§ **Materials provided**:
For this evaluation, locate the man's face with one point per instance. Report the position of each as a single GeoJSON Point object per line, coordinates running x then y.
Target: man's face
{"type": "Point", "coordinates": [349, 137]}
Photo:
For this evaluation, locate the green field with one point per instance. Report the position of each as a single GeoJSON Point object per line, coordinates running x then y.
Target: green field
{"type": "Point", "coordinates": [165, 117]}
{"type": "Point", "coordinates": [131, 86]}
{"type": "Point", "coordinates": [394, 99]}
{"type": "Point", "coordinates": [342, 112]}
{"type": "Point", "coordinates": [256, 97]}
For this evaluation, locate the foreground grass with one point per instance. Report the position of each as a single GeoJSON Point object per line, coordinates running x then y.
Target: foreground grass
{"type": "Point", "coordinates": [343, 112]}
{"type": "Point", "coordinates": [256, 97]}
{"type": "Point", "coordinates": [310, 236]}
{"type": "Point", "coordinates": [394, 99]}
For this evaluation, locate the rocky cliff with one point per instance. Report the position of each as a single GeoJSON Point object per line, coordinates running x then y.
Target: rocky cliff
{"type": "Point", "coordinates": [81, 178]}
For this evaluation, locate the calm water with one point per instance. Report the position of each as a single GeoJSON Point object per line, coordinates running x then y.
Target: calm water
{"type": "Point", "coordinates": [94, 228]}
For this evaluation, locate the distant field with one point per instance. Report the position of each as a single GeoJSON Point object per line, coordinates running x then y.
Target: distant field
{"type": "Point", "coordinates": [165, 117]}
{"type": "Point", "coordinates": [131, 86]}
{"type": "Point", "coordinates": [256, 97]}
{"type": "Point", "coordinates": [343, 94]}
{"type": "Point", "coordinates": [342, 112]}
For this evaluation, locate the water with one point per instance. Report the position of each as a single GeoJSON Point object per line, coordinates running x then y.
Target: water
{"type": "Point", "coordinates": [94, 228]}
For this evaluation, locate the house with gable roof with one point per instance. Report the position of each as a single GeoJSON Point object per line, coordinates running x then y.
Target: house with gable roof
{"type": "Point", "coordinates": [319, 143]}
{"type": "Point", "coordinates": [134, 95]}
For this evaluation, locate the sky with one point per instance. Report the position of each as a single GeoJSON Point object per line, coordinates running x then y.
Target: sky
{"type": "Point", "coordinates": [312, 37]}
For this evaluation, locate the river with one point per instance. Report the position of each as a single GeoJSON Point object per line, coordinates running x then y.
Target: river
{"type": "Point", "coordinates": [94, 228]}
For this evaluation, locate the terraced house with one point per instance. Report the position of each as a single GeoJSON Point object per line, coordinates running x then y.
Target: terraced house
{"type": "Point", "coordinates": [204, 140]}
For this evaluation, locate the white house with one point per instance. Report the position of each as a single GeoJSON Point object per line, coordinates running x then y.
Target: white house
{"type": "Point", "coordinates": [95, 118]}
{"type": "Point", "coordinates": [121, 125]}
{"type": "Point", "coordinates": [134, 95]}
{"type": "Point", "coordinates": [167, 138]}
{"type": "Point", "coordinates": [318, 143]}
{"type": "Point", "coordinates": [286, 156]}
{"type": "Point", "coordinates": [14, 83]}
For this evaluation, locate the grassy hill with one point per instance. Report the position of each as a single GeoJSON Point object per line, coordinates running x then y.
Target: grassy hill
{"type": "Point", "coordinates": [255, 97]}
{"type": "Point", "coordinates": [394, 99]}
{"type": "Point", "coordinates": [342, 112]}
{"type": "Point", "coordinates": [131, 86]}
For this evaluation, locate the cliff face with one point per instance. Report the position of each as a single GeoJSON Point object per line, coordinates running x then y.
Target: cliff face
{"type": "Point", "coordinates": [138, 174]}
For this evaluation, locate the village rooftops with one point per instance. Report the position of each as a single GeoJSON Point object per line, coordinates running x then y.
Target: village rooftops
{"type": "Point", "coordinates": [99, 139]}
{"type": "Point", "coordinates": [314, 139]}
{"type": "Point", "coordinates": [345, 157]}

§ **Aim of the exercise**: Print again each line of the listing above, exactly as it appears.

§ **Full solution**:
For this evaluation, locate the man's face with one point per instance. Report the position of each as a single GeoJSON Point object per line, coordinates running x then y.
Target: man's face
{"type": "Point", "coordinates": [349, 137]}
Photo:
For this evaluation, locate the green field with one point per instance. Report the position of each as a single GeoJSON Point object per line, coordinates running x then y.
Target: green field
{"type": "Point", "coordinates": [165, 117]}
{"type": "Point", "coordinates": [131, 86]}
{"type": "Point", "coordinates": [394, 99]}
{"type": "Point", "coordinates": [342, 112]}
{"type": "Point", "coordinates": [256, 97]}
For this evaluation, locate the foreground grass with one point per instance. Report the position of each as a single GeoJSON Point object per line, coordinates running x then y.
Target: foreground grass
{"type": "Point", "coordinates": [343, 112]}
{"type": "Point", "coordinates": [256, 97]}
{"type": "Point", "coordinates": [310, 236]}
{"type": "Point", "coordinates": [394, 99]}
For this evaluation, locate the rocky cliff with one point per instance. Report the position of each as a single GeoJSON Point object per line, coordinates running x then y.
Target: rocky cliff
{"type": "Point", "coordinates": [81, 178]}
For this evaluation, locate the calm water with one point per instance. Report the position of each as a single GeoJSON Point object per line, coordinates running x then y.
Target: calm water
{"type": "Point", "coordinates": [94, 228]}
For this evaluation, locate the distant field with one point per instance. Report the position of each as a single GeoJSON Point object per line, coordinates running x then y.
Target: distant field
{"type": "Point", "coordinates": [165, 117]}
{"type": "Point", "coordinates": [131, 86]}
{"type": "Point", "coordinates": [256, 97]}
{"type": "Point", "coordinates": [343, 94]}
{"type": "Point", "coordinates": [342, 112]}
For this evaluation, locate the water with one point per instance. Report the position of each as a single GeoJSON Point object per line, coordinates running x then y.
Target: water
{"type": "Point", "coordinates": [94, 228]}
For this evaluation, locate the house with gable roof with one point per instance. Report the position of each as a single GeoJSON Point object per line, coordinates running x then y.
Target: house with gable roof
{"type": "Point", "coordinates": [319, 143]}
{"type": "Point", "coordinates": [134, 95]}
For this evaluation, locate the sky with one point per instance. Report the position of each as a single GeoJSON Point object per line, coordinates running x then y.
Target: sky
{"type": "Point", "coordinates": [312, 37]}
For this evaluation, locate the river with one point per instance. Report the position of each as a single GeoJSON Point object per line, coordinates running x then y.
Target: river
{"type": "Point", "coordinates": [94, 228]}
For this evaluation, locate the terraced house with one point per instance. Report the position of each as a single GeoJSON Point object per line, coordinates running x then y.
Target: terraced house
{"type": "Point", "coordinates": [204, 140]}
For this evaluation, locate the white house with one point per instance. Report the position of each as a single GeoJSON Point object per line, coordinates running x then y.
Target: white house
{"type": "Point", "coordinates": [95, 118]}
{"type": "Point", "coordinates": [121, 125]}
{"type": "Point", "coordinates": [134, 95]}
{"type": "Point", "coordinates": [167, 138]}
{"type": "Point", "coordinates": [318, 143]}
{"type": "Point", "coordinates": [286, 156]}
{"type": "Point", "coordinates": [14, 83]}
For this evaluation, locate the grassy hill with one point per instance. Report the position of each as a single GeoJSON Point object per line, coordinates running x then y.
Target: grassy hill
{"type": "Point", "coordinates": [255, 97]}
{"type": "Point", "coordinates": [394, 99]}
{"type": "Point", "coordinates": [342, 112]}
{"type": "Point", "coordinates": [131, 86]}
For this evaluation, locate the cliff face with one point per instance. Report the position of each as a single GeoJSON Point object per line, coordinates running x then y.
Target: cliff face
{"type": "Point", "coordinates": [138, 174]}
For this evaluation, locate the village rooftops with one point per instance. Report the position of each as a single GeoJSON Point object per line, coordinates running x then y.
Target: village rooftops
{"type": "Point", "coordinates": [99, 139]}
{"type": "Point", "coordinates": [314, 139]}
{"type": "Point", "coordinates": [345, 157]}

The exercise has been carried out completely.